==== SELECTED EXTRACT

I was asked what it is about playing classical music that has held my passion over the years. For most of my musical life I have said it was the sheer beauty and profundity of music, its ability to ‘speak’ and communicate without words or images that captures my imagination and satisfies me immensely. This is still true, but I realize more and more the essence of what I experience as profound about what might be called ‘great’ music.

I have been involved in the world of spiritual ideas/lifestyle for many years and more recently the world of psychotherapy. I have investigated, adhered to and left behind various religious beliefs and lifestyles and experienced psychotherapy both as client, practitioner and teacher. I have explored the connection between personal experiences, past and present, internal and external, and the consequent connections we make into the world through time and relationships of all types.

an instrument for the music

At an earlier stage of my musical development I recognised that my own performance of music was largely influenced and shaped, enhanced and limited by my own personal life experiences and the emotionally/spiritually charged consequences thereof. More recently, as I take a more conscious and self-determining role in the direction of my life, I am understanding and experiencing music differently. Music had been the palate which I used to express my feelings. Now I feel the richness of my experiences/feelings are the palate from which a performance can emerge. Alongside the piano I use, I myself can hopefully become an instrument for the music.

========
==== ENTRIES SHOWN

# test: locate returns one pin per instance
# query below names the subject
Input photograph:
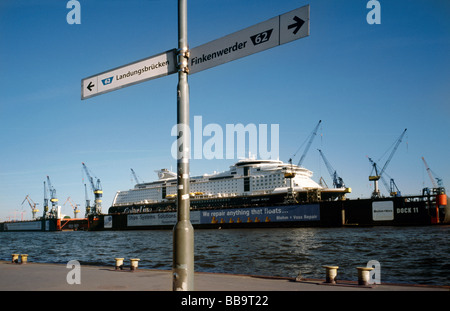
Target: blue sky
(367, 83)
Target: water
(419, 255)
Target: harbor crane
(98, 192)
(134, 176)
(74, 207)
(309, 142)
(34, 210)
(435, 181)
(53, 198)
(88, 202)
(45, 200)
(338, 182)
(379, 173)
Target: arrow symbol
(90, 86)
(298, 24)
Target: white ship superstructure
(245, 178)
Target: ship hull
(396, 211)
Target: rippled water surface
(406, 254)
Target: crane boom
(53, 198)
(34, 210)
(311, 138)
(338, 182)
(397, 143)
(98, 192)
(135, 177)
(379, 173)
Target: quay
(54, 277)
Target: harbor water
(414, 255)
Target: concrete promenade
(53, 277)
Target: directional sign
(146, 69)
(275, 31)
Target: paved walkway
(53, 277)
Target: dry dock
(54, 277)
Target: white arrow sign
(146, 69)
(275, 31)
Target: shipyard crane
(88, 202)
(379, 173)
(53, 198)
(135, 177)
(391, 187)
(45, 200)
(74, 207)
(34, 210)
(309, 140)
(98, 192)
(338, 182)
(435, 181)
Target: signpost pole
(183, 232)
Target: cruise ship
(246, 180)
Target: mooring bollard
(15, 258)
(364, 275)
(119, 263)
(331, 272)
(134, 263)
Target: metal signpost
(143, 70)
(273, 32)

========

PROBLEM REQUIREMENTS = Continue the essay about playing classical music, starting right after its final sentence. You don't need the rows for anything here.

WRITTEN RESPONSE =
great music embodies hope

One of the qualities which I consider great music embodies is HOPE. As we look at renowned composers it is often the case that their own lives were wrought with difficulties of one type or another. There has been the contentious suggestion that great art is born out of existential angst and/or physical suffering. Although Beethoven, Mozart, Schubert, Schumann, Tchaikovsky and Liszt are examples, Bach doesn’t seem to be although he identified with a belief based on redemption through suffering.

For me great music embodies HOPE by virtue of its resolution of conflicting, discordant elements into an expression that is experienced as beautiful or profound. The energy between tension and release, harmony and discord are woven into an architecture of feeling which is satisfying, reassuring, life enhancing and complete in itself. A mystical type truth is experienced in the ability to show a resolution of what would normally be irreconcilable positions, allowing each their own truth however ugly or attractive, with the overall result being experienced as beautiful! Great music represents its own form of Alchemy.

So how valuable is it that in the midst of an uncertain world we are able to remind ourselves of the possibility of resolution, albeit in the broadest sense, of those difficulties both internal and external which when dwelt upon seem to offer no hope!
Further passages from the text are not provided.